[YOUR OBJECTIVE]:
Locate every line in the listing below that contains the word "white" and copy each of those lines. Case counts.

[SUPPLIED ENTRIES]:
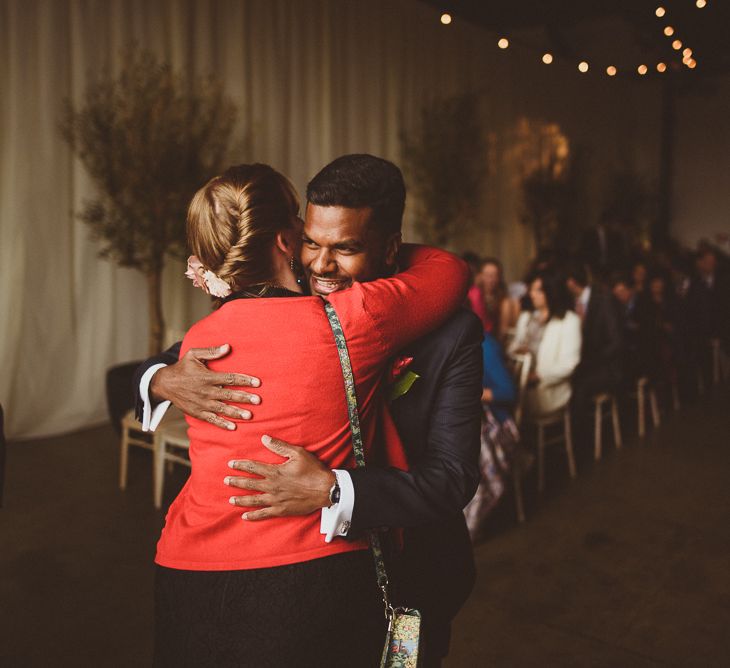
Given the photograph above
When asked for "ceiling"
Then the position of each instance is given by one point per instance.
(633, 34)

* * *

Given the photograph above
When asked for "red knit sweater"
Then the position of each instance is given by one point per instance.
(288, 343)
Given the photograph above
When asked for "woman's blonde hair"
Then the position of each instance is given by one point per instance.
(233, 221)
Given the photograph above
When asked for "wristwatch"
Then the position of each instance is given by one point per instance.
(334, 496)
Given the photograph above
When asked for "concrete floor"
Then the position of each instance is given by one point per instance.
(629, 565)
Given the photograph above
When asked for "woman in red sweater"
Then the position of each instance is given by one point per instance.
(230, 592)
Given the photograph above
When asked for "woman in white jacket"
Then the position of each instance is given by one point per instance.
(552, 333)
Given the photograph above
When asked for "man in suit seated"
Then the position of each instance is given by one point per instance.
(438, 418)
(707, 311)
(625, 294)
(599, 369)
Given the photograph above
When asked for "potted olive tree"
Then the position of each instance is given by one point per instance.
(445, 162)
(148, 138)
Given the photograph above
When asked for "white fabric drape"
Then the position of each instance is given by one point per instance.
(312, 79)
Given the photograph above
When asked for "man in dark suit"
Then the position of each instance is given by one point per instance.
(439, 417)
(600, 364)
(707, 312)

[TASK OUTPUT]:
When asked for "woman in white jacket"
When asked for "white fabric drape"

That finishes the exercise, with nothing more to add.